[Opening Input material section]

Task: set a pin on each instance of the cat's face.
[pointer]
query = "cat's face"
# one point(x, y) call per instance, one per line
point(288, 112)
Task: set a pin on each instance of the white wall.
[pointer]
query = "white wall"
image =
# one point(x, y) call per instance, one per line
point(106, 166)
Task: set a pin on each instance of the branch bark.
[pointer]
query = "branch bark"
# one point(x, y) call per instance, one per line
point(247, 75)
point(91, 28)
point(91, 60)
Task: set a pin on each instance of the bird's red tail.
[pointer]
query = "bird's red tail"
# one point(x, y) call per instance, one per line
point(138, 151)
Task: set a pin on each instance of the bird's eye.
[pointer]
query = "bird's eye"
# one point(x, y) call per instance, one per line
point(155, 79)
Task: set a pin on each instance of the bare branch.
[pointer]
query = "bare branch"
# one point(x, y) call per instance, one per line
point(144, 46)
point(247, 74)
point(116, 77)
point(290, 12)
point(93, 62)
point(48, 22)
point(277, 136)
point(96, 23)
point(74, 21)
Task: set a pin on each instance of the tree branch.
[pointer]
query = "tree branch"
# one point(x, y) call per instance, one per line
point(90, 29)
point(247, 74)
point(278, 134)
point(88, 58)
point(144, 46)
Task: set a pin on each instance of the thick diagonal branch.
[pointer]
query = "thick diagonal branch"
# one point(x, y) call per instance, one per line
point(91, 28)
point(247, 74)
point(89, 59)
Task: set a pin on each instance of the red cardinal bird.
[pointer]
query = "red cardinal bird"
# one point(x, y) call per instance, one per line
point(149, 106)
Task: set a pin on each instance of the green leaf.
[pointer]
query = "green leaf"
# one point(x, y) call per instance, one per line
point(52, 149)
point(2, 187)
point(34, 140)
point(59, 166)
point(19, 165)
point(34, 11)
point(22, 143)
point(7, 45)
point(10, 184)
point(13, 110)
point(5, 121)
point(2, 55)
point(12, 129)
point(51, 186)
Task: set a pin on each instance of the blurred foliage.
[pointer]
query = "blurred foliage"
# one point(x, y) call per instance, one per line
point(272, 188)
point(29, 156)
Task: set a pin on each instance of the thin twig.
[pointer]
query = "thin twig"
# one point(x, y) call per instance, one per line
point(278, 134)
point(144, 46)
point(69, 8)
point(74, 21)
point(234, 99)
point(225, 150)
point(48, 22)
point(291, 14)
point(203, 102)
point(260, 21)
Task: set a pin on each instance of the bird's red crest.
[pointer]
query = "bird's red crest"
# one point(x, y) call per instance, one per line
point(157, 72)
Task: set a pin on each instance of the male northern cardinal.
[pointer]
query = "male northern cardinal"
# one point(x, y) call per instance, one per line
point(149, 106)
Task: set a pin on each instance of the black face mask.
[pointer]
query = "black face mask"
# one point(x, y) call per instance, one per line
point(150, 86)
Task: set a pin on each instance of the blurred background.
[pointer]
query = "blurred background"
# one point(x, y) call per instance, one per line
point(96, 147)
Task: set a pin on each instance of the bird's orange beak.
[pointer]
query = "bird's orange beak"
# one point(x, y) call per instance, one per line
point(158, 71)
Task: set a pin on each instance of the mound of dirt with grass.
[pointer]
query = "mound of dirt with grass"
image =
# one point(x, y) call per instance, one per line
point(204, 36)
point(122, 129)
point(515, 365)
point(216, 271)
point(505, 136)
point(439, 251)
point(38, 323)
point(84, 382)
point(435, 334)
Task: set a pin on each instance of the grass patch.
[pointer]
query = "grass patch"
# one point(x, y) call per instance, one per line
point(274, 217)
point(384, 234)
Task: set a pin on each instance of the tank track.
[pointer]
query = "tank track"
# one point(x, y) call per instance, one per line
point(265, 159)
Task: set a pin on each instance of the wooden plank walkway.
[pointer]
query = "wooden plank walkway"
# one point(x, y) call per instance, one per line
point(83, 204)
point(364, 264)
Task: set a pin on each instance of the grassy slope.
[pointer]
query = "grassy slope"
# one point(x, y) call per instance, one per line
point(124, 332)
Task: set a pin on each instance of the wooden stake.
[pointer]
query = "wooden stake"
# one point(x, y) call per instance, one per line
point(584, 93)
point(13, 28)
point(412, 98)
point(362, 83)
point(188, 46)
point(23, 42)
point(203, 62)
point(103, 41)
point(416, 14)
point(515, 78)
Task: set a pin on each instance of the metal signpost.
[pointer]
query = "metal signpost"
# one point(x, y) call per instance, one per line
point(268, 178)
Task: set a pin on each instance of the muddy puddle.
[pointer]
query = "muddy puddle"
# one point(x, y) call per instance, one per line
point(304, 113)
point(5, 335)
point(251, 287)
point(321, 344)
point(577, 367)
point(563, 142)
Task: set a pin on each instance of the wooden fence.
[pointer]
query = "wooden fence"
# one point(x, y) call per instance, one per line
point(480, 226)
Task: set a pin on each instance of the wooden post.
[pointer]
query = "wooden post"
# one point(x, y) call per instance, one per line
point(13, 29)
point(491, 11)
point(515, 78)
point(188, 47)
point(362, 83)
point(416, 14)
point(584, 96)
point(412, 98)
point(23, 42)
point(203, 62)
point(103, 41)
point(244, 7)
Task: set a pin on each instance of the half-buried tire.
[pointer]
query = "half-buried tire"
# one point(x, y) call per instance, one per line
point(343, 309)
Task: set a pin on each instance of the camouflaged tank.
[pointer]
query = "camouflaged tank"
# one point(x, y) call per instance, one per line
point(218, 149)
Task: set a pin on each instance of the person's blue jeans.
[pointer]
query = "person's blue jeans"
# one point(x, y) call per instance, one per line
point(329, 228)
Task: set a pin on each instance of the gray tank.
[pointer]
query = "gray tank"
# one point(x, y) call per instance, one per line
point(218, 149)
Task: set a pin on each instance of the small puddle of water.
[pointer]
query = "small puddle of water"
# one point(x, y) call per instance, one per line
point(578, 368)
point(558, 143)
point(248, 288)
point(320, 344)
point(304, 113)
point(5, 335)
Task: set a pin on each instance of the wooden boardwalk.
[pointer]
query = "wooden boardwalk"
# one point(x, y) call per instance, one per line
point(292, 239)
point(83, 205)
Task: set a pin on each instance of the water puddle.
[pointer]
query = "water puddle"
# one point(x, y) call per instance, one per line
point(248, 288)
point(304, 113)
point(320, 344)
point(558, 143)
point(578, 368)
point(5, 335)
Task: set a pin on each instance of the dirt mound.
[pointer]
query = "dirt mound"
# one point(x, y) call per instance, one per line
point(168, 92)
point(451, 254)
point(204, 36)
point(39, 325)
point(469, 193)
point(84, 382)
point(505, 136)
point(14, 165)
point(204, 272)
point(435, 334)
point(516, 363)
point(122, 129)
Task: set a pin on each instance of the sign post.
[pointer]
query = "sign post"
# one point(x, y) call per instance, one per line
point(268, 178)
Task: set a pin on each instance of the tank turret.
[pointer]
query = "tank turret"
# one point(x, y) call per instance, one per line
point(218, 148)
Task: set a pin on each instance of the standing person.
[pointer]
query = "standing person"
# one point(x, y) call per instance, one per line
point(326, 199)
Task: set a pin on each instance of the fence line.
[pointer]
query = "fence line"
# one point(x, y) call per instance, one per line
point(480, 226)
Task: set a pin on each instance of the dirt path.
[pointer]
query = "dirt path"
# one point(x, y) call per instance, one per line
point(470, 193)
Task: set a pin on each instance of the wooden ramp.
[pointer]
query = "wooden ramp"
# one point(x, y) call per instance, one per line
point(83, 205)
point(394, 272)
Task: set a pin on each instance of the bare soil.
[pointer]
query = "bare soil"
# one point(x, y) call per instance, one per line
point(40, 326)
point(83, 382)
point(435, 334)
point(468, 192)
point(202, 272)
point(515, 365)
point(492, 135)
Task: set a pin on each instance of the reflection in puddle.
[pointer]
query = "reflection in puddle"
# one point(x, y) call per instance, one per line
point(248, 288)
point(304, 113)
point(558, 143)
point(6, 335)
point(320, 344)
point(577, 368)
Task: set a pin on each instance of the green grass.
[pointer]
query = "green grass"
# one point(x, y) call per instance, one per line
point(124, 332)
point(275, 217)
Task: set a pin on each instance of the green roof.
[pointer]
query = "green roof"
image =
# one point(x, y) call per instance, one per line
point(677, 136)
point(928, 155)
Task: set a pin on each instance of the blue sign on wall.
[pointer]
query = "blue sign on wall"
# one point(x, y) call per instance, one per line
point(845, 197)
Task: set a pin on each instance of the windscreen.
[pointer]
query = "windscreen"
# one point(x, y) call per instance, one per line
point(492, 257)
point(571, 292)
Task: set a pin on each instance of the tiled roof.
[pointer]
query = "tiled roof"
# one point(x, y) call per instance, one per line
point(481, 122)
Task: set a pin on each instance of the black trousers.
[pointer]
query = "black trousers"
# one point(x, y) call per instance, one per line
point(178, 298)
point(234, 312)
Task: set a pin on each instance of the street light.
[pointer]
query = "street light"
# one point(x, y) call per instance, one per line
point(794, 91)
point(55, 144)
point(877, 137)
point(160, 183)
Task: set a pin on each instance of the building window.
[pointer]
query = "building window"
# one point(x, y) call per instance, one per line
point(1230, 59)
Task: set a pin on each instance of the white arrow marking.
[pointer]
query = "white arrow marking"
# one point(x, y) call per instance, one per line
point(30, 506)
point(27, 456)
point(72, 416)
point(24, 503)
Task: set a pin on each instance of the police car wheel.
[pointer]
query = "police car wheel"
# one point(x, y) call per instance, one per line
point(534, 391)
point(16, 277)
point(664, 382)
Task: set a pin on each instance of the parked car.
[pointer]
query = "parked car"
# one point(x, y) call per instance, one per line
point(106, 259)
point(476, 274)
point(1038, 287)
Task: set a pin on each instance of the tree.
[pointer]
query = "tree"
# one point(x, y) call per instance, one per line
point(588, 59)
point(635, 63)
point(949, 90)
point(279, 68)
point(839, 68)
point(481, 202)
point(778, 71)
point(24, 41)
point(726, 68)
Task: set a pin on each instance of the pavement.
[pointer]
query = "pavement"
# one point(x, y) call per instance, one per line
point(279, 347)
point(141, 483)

[Closing Input material section]

Exactly the lines above from the one with "Task: set a pin on each instance of the camouflaged" to the one with "Task: set a pin on each instance of the wooden boardwalk.", both included, are to be quoted; leave the rest out.

Task: set a pin on each instance of the camouflaged tank.
[pointer]
query = "camouflaged tank"
# one point(x, y) call per instance, one per line
point(218, 149)
Task: set a pin on each instance of the person's blue jeans.
[pointer]
query = "person's blue jeans"
# one point(x, y) call per instance, one per line
point(329, 228)
Task: set a pin on each instance of the gray tank.
[pointer]
query = "gray tank"
# one point(x, y) call per instance, one per line
point(218, 149)
Task: set a pin on each instance of the small puddle of water.
[pointer]
query = "small puddle of water"
# one point(x, y) call per instance, one per line
point(578, 368)
point(558, 143)
point(248, 288)
point(320, 344)
point(304, 113)
point(5, 335)
Task: set a pin on each instance of the wooden boardwalk.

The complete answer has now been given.